Start of Provided data
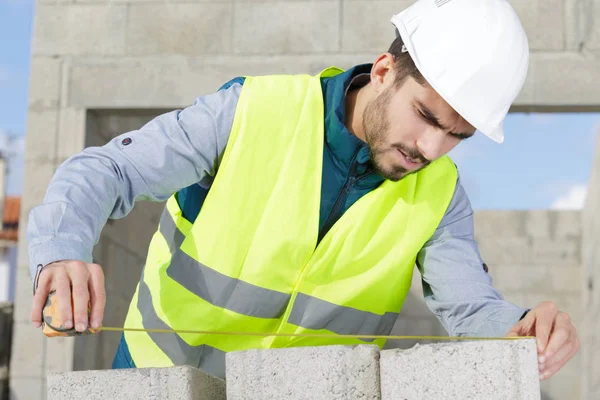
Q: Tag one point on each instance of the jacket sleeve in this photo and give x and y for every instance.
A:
(456, 286)
(172, 151)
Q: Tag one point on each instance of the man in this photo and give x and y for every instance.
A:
(300, 204)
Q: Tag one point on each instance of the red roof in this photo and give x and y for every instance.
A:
(10, 219)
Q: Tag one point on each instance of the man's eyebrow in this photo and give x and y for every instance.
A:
(433, 120)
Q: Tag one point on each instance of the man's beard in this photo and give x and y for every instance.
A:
(376, 127)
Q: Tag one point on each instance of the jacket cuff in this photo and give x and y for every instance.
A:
(55, 249)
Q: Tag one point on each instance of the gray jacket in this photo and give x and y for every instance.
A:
(184, 147)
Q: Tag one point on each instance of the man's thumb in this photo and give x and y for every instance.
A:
(515, 331)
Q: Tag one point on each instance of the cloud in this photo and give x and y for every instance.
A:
(543, 119)
(573, 199)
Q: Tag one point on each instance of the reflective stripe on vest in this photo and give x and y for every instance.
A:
(250, 262)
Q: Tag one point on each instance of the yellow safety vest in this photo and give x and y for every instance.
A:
(251, 262)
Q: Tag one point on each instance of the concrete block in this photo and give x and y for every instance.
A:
(534, 223)
(323, 372)
(144, 383)
(59, 354)
(501, 223)
(543, 21)
(42, 131)
(27, 388)
(44, 84)
(27, 351)
(187, 29)
(71, 132)
(80, 30)
(286, 27)
(556, 251)
(376, 33)
(36, 177)
(565, 279)
(505, 250)
(465, 370)
(23, 296)
(566, 79)
(167, 83)
(593, 41)
(521, 277)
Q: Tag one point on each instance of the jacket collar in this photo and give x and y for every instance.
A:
(343, 145)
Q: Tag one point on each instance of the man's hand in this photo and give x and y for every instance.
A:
(556, 337)
(77, 285)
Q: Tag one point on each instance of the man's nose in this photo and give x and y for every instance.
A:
(431, 143)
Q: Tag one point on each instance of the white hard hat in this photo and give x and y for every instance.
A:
(473, 53)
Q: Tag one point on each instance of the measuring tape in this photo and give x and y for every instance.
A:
(313, 335)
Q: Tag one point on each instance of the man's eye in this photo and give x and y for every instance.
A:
(460, 136)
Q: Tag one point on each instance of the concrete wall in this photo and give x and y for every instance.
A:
(92, 55)
(535, 256)
(122, 247)
(590, 286)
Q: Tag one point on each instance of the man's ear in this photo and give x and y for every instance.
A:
(383, 72)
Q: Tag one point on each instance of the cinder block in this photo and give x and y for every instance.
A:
(80, 29)
(42, 132)
(59, 354)
(71, 134)
(376, 32)
(44, 85)
(558, 251)
(166, 83)
(593, 8)
(505, 250)
(27, 358)
(544, 23)
(26, 388)
(565, 79)
(188, 29)
(286, 27)
(322, 372)
(186, 383)
(464, 370)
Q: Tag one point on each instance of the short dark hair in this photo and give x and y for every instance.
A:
(404, 64)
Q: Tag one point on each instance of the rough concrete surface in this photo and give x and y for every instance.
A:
(466, 370)
(323, 372)
(181, 383)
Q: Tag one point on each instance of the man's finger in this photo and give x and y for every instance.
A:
(560, 336)
(565, 352)
(62, 283)
(81, 296)
(550, 370)
(97, 295)
(545, 316)
(39, 300)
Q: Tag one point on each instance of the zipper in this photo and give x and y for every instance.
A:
(351, 180)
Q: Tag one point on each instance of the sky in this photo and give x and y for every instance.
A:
(544, 162)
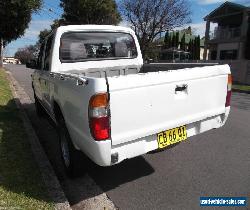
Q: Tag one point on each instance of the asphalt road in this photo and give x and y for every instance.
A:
(216, 163)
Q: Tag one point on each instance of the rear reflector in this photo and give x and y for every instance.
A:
(229, 90)
(100, 128)
(99, 100)
(99, 122)
(228, 99)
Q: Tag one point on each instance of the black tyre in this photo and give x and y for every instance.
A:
(71, 157)
(39, 108)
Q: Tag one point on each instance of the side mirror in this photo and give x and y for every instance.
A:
(31, 64)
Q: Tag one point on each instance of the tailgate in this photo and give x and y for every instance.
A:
(145, 104)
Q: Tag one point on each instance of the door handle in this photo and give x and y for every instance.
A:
(180, 88)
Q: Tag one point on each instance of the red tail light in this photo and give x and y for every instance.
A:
(229, 90)
(99, 121)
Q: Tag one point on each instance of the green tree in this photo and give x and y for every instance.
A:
(166, 40)
(177, 39)
(191, 49)
(149, 18)
(198, 47)
(183, 42)
(173, 39)
(15, 17)
(90, 12)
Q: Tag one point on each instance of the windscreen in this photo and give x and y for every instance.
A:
(84, 46)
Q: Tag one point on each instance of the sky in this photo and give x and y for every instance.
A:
End of Provided data
Please output exactly the lines of the data above, from its first line through the line with "Q: Tag one point on each instance of the concrete block", and nothing else; drop the pictures.

Result below:
Q: Tag one point on each instance of the jacket sleeve in this photo and give x and y for every instance.
A:
(456, 286)
(172, 151)
Q: Tag one point on each instance of the man in this photo and give x and y for every instance.
A:
(300, 204)
Q: Tag one point on each instance of the red roof in this photo and give x and y for every instance.
A:
(10, 219)
Q: Tag one point on each instance of the man's eyebrow in this photo and give x and y for every instance.
A:
(433, 120)
Q: Tag one point on each instance of the man's beard in this photo and give x and y for every instance.
A:
(376, 127)
Q: Tag one point on each instance of the jacket cuff in this photo and give x and y for every instance.
A:
(55, 249)
Q: Tag one point on each instance of the gray jacket in this photo and give x and y for every instance.
A:
(184, 147)
Q: Tag one point on each instance of the man's thumb in this photo and give x and y for every instance.
A:
(515, 331)
Q: Tag one point on each instance of the cloud in this photo and give x and y for every instance.
A:
(543, 119)
(573, 199)
Q: Tag one point on each instance of the reflective stripe on vest in this photo and give x and y for every instance.
A:
(250, 262)
Q: Tag one point on each instance of the yellow safety vest in this photo and give x and y for every instance.
A:
(251, 262)
Q: Tag one point on each instance of the concrete block in this photo and give x and y for every instance.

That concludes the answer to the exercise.